*** Block opens ***

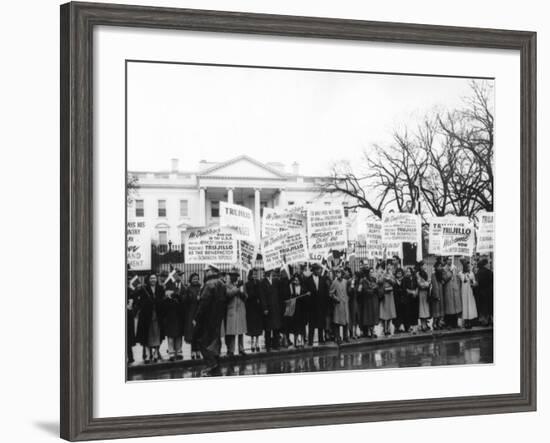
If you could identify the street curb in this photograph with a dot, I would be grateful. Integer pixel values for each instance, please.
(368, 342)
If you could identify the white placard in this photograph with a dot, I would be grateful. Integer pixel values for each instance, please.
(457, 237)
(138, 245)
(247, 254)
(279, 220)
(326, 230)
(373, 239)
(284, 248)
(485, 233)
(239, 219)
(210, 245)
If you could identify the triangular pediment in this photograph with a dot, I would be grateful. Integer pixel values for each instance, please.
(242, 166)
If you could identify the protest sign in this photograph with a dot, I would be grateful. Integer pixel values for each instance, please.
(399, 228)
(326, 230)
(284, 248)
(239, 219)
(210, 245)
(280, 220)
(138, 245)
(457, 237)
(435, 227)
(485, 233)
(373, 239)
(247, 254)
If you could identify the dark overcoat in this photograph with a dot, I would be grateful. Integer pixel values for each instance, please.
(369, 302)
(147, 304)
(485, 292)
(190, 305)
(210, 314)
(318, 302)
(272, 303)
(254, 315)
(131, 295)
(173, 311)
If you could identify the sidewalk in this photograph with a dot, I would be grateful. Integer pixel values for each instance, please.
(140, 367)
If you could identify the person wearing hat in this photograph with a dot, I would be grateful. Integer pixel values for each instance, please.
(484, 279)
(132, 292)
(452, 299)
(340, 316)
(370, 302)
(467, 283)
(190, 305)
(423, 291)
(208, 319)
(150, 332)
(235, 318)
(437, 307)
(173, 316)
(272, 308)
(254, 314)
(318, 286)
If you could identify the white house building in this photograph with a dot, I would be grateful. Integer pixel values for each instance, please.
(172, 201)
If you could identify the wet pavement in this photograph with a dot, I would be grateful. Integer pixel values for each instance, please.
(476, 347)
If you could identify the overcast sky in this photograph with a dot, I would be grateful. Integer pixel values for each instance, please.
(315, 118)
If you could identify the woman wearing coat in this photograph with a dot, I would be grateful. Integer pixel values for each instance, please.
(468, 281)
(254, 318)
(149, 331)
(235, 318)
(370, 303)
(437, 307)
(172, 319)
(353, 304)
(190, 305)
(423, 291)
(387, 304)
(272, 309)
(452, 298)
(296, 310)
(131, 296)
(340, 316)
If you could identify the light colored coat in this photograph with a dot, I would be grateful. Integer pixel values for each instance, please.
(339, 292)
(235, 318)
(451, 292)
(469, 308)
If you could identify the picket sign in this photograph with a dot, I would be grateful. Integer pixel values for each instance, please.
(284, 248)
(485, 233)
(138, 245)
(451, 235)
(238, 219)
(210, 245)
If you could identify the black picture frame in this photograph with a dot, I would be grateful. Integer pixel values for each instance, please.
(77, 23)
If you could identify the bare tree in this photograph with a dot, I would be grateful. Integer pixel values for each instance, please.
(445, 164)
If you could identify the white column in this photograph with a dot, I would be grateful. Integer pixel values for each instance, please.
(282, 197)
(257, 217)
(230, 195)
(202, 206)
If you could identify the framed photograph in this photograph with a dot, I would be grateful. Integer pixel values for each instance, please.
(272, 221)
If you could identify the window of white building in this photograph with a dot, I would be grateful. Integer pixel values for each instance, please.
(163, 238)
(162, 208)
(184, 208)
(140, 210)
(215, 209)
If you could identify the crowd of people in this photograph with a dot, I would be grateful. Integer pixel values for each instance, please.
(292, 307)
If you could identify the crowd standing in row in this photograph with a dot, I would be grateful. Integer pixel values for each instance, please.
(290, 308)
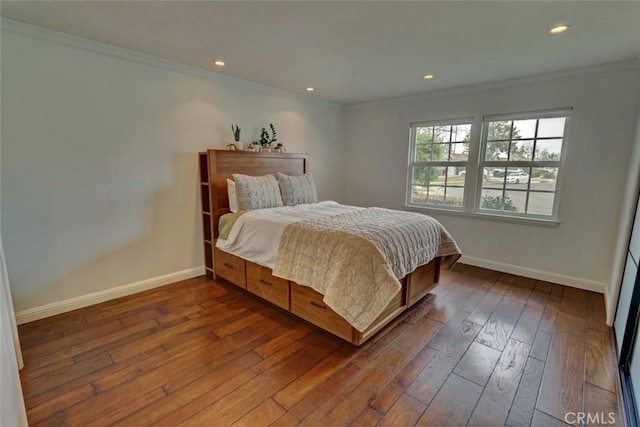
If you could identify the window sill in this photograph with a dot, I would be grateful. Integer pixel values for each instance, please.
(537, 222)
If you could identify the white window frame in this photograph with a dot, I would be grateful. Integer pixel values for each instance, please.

*** Block closes ***

**DIRECTIONS FOR THIS TASK**
All of the material above is to be copied exactly, except for its images.

**RESULT BELOW**
If you could identify the street curb in this photograph with a dot, I would be grateful. Integer pixel values for each instance, please.
(368, 342)
If you could identify the white placard in this photograph with a dot, I would be grateful. Integer pixel values for each instance, please.
(457, 237)
(138, 245)
(247, 254)
(279, 220)
(326, 230)
(373, 239)
(284, 248)
(485, 233)
(239, 219)
(210, 245)
If you could identify the triangular pediment in this photograph with a dot, I would be grateful. Integer pixel values for each instance, please.
(242, 166)
If you could identify the protest sign in this photograph with a dot, I would be grateful. Integer pixel values for each instance, please.
(399, 228)
(326, 230)
(284, 248)
(239, 219)
(210, 245)
(280, 220)
(138, 245)
(457, 237)
(435, 227)
(485, 233)
(373, 239)
(247, 254)
If you could identify the dark overcoat in this photograph with a dot, I would be grateful. Integer pixel values for each instance, please.
(369, 302)
(147, 304)
(485, 292)
(190, 305)
(210, 314)
(318, 302)
(272, 303)
(254, 315)
(131, 295)
(173, 311)
If you could identify the sidewalk in this photograph with a dot, I would be grateful. Integer pixel values for each instance, please.
(140, 367)
If you could identify the person wearing hat in this photograph with a dot, I would be grateful. Integer pixel values for each instance, please.
(484, 279)
(132, 292)
(452, 299)
(340, 316)
(370, 302)
(467, 283)
(190, 305)
(423, 291)
(208, 319)
(150, 332)
(235, 318)
(437, 307)
(173, 316)
(272, 308)
(254, 314)
(318, 286)
If you could identify the white house building in this photograph with a dot, I would be grateful. Integer pixel values for each instance, please.
(172, 201)
If you could identify the wet pavement in this photograph with a dot, I would be grateful. Integer pixel values for each instance, please.
(476, 347)
If you could identify the overcast sky in this photograph with a dot, I would be grateful. Integer pixel values for each instance, please.
(315, 118)
If you could identify the woman wearing coat in this photograph with a dot, I would be grateful. Integer pixel values for each instance, please.
(468, 281)
(254, 318)
(149, 331)
(235, 318)
(370, 303)
(437, 307)
(172, 319)
(353, 304)
(190, 305)
(423, 291)
(387, 304)
(272, 309)
(452, 298)
(296, 310)
(131, 296)
(340, 316)
If you could identify the light colored coat in this photograph with a dot, I would be grateful. Integer pixel values for each instance, please.
(339, 292)
(235, 318)
(451, 292)
(469, 308)
If you could identify the picket sign in this photograph with a dot, I would be grateful. Integer pixel values for each instance, please.
(284, 248)
(485, 233)
(138, 245)
(451, 235)
(238, 219)
(210, 245)
If you could identify the black picture frame in this photograph with a dot, I would be grateful. Integer pixel values for each instance, please.
(77, 23)
If you could identify the bare tree in this photograph with a dot, I would be grateful. Integer pixel values for each instance, please.
(445, 164)
If you could identify the white column in this photograph with a dot, I would be grateful. Integer pixel values for each instance, please.
(282, 197)
(257, 217)
(230, 195)
(202, 206)
If you could identify the framed photograph in this photograph with a dot, I would be grateful. Integer pixel values for each instance, please.
(272, 221)
If you could identify the window of white building in this photograph with a dot, I would be grateful. Integer pixel values for each instance, please.
(163, 238)
(162, 208)
(184, 208)
(140, 210)
(215, 209)
If you could identify the crowd of people in this photograph with a dot, I would be grateful. Integer pixel values for each instance, please.
(292, 307)
If you could identify the crowd standing in row in this photograph with a dot, I would be grateful. Integer pixel values for each instance, please.
(290, 308)
If you could identify the window sill in this photograph with a dot, I would be grateful. Integer pixel values for each instance, please.
(537, 222)
If you could identify the white window frame in this photograph with a dot, I would be grateful. Integer pixel values for each instance, please.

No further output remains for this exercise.